[Source data]
[BEGIN]
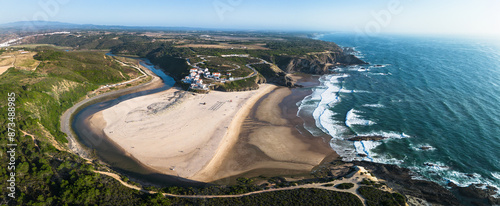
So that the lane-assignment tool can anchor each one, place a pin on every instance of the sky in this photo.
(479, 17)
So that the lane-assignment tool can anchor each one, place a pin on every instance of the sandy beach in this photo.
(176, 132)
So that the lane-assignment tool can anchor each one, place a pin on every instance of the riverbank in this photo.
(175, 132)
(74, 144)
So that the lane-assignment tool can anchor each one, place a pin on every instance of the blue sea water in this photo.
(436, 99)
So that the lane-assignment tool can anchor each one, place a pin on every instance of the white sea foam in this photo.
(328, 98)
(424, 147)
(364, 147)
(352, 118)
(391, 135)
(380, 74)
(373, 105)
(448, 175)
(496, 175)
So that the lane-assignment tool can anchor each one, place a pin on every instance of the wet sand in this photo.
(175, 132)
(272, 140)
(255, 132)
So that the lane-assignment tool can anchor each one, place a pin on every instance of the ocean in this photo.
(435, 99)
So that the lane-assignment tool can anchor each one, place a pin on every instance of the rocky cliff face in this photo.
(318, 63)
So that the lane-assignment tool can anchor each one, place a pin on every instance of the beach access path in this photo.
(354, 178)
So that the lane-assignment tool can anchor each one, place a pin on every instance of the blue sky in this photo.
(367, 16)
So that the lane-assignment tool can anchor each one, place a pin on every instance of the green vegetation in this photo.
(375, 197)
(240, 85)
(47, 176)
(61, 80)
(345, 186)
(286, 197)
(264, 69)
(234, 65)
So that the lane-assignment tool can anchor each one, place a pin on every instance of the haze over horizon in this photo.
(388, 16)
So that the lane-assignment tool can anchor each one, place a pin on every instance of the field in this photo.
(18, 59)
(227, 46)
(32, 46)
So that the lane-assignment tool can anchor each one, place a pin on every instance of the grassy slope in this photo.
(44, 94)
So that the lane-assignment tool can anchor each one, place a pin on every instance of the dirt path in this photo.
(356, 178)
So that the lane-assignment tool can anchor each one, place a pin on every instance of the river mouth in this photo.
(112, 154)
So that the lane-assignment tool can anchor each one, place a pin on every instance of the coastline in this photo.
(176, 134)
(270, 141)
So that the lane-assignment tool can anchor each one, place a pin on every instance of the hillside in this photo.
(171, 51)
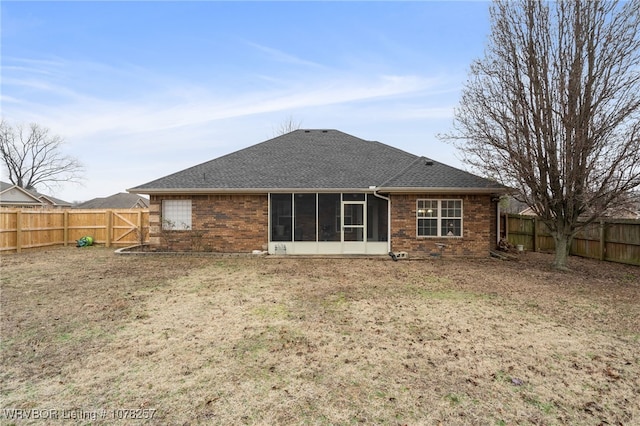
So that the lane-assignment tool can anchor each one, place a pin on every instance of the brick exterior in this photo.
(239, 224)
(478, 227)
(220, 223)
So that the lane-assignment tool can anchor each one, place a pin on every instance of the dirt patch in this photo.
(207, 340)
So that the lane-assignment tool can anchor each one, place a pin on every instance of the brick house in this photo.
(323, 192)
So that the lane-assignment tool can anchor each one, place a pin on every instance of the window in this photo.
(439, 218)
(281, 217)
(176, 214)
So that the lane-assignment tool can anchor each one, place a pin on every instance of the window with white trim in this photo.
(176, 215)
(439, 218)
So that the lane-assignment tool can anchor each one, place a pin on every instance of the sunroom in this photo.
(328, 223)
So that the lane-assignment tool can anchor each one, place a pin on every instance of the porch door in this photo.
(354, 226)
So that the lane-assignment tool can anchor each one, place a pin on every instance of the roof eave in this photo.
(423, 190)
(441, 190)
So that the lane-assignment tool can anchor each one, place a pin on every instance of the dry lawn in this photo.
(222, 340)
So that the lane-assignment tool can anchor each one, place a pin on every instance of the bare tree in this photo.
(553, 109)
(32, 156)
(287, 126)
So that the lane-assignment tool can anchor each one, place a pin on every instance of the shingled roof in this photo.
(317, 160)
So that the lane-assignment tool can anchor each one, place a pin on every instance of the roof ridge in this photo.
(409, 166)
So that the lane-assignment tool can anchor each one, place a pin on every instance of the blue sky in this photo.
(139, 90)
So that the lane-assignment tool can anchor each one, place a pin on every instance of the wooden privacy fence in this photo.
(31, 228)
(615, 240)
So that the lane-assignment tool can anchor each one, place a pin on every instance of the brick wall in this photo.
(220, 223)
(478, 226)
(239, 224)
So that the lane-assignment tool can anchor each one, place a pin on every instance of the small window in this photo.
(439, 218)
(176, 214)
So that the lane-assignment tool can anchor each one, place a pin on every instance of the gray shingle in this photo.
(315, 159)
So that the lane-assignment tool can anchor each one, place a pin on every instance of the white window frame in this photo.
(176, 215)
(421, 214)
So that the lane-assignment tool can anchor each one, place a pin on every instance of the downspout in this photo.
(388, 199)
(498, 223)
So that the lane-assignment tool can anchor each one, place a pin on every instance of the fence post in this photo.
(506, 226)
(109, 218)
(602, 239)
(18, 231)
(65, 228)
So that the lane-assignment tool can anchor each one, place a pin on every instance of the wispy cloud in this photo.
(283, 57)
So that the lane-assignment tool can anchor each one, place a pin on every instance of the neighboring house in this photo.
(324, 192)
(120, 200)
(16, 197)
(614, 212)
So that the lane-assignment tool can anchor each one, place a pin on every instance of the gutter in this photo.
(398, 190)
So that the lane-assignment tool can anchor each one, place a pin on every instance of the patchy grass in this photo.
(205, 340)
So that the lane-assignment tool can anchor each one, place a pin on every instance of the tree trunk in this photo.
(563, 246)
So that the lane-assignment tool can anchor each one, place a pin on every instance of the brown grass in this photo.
[END]
WRITTEN PROBLEM:
Quote exactly what appears from the line containing "fence in this photo." through the final line of the listing above, including both of those lines.

SOLUTION TO THIS TASK:
So that the lane-assignment tool can anchor each one, place a pin on every instance of the wooden privacy fence in this photo.
(31, 228)
(615, 240)
So that the lane-assignment tool can anchor each one, place a pin on every instance of the brick wall in this photo.
(220, 223)
(478, 226)
(239, 224)
So that the lane-assignment tool can anchor each one, place a pin on every instance of the small window in this photo.
(439, 218)
(176, 214)
So that the lane-assignment tool can anchor each one, place a pin on every instance of the gray shingle in this photo.
(315, 159)
So that the lane-assignment tool can anchor each one, place a pin on every instance of the white window frame in this photo.
(176, 215)
(421, 214)
So that the lane-assignment tool can anchor each one, place a pin on every instance of the downspout in this photo.
(388, 199)
(498, 223)
So that the lane-assignment tool can anchor each one, place a pin on every instance of the fence post in this photo.
(506, 226)
(109, 218)
(602, 239)
(18, 231)
(65, 228)
So that the lane-assignment tool can anchor each one, place a pin on every instance of the wispy cloud in this photo.
(283, 57)
So that the lane-assignment tool can anchor each one, place a pin on every instance of the neighboring house in this photo.
(324, 192)
(120, 200)
(16, 197)
(614, 212)
So that the lane-assignment tool can anchor each one, place a pin on every instance of the gutter in this photo.
(398, 190)
So that the lane-assignment tool can anchor each one, place a pin on every instance of the patchy grass in this photo.
(205, 340)
So that the lane-assignment tool can anchor each one, place a pin on every instance of the tree trunk in this photo.
(563, 246)
So that the lane-assignment tool can anchor each one, place a pin on every instance of the brown grass in this photo.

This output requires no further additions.